### Your goal
What follows is a block of records; reproduce all of it verbatim.

Extracted data entries

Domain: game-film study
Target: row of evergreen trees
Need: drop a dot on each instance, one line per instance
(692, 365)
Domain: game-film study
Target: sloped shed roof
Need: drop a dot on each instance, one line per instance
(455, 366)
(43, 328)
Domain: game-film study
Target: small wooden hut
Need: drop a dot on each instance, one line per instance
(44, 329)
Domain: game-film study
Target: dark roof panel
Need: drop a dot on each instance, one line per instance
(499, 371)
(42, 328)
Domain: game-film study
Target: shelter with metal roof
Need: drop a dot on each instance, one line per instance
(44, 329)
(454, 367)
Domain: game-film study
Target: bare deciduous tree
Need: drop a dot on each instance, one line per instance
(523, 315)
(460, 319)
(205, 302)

### Exercise answer
Domain: game-film study
Target: row of evergreen trees
Need: drop a dot on each instance, one line per instance
(692, 365)
Domain: game-film study
Target: sloped shed roof
Need: drop a dot on each instance, one line per instance
(455, 366)
(43, 328)
Domain: game-film study
Target: small wooden hut
Need: drop a dot on each instance, one line per instance
(44, 329)
Domain: game-film study
Target: dark roof panel
Need: drop a dot on each instance, one line per instance
(499, 371)
(42, 328)
Domain: game-film study
Target: shelter with metal roof
Need: drop a dot on each instance, one line per instance
(44, 329)
(454, 367)
Domain: game-film study
Target: bare deciduous tree
Need: drop a dot on each instance, one line per instance
(523, 315)
(460, 319)
(205, 302)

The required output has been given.